**Excerpted text:**

------------------------------------------------------------

In the summertime of my tween years, my parents instituted a 10 a.m. cutoff time on our blissful slumber together. I remember my mom calling from work around that time each morning to make sure I was out of bed. I must have been a bad liar or your influence on me was just too much, because she’d always know when we’d been together. Maybe she could hear it in my voice.
Either way, I’d leave you each day for a fun-filled afternoon of MTV’s beach house, little league baseball, or swimming in our above-ground pool. But then, like the bride of a soldier awaits the return of her husband from battle, you were there waiting for me when I finally made my way back to our bed each night.
During high school, you never made me late for class, but you were the reason I rarely ate breakfast. It was you who made me forsake ironing my clothes. It was you who pushed me into the arms of hooded sweatshirts, nylon warm-up suits, and gym shorts. It was you who made me defy the normal limits of driving speed set by local authorities just to make it to class on time. And yet, I never complained because our love affair was deep and it was true.

------------------------------------------------------------

[Records from a data source]
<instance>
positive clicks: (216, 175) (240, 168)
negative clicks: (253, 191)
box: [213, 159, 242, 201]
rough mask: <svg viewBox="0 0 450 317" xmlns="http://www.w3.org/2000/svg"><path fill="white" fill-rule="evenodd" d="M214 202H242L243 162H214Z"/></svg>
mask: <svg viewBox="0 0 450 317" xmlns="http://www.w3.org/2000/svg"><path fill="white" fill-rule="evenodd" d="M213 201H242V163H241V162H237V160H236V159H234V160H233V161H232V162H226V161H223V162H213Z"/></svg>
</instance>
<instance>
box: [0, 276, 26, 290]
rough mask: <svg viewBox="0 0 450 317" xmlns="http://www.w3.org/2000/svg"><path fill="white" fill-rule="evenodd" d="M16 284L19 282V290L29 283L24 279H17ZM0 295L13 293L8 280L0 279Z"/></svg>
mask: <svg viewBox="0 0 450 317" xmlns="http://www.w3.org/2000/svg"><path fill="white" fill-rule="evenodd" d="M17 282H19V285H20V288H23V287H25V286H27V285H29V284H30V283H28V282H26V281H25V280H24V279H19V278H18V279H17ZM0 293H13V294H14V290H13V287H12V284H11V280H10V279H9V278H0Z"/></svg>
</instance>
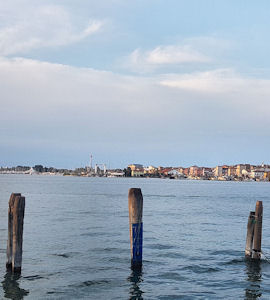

------------------------------------------------------------

**What to do:**
a - Using the excerpted text, explain in one to three sentences why the narrator never complained about the high school habits it describes.
b - Please write the next part of the excerpted text, picking up after its final sentence.

**Answers by task:**
a - The narrator never complained because the love affair was deep and true.

b -
In college, you were with me freshman year on Tuesdays and Thursdays when my first class wasn’t until after lunch. Who am I kidding? You were with me on Mondays, Wednesdays, and Fridays as well. Good thing they didn’t take attendance… oh wait. You were with me on the Saturdays when I didn’t have to work and when I did, you were the reason I usually clocked in a few minutes late.
Unlike some people who shy away from houses of worship during their freshman year because of some form of loose living on Saturday night, my love affair with you was the reason behind my spotty Sunday morning church attendance that first year away from home.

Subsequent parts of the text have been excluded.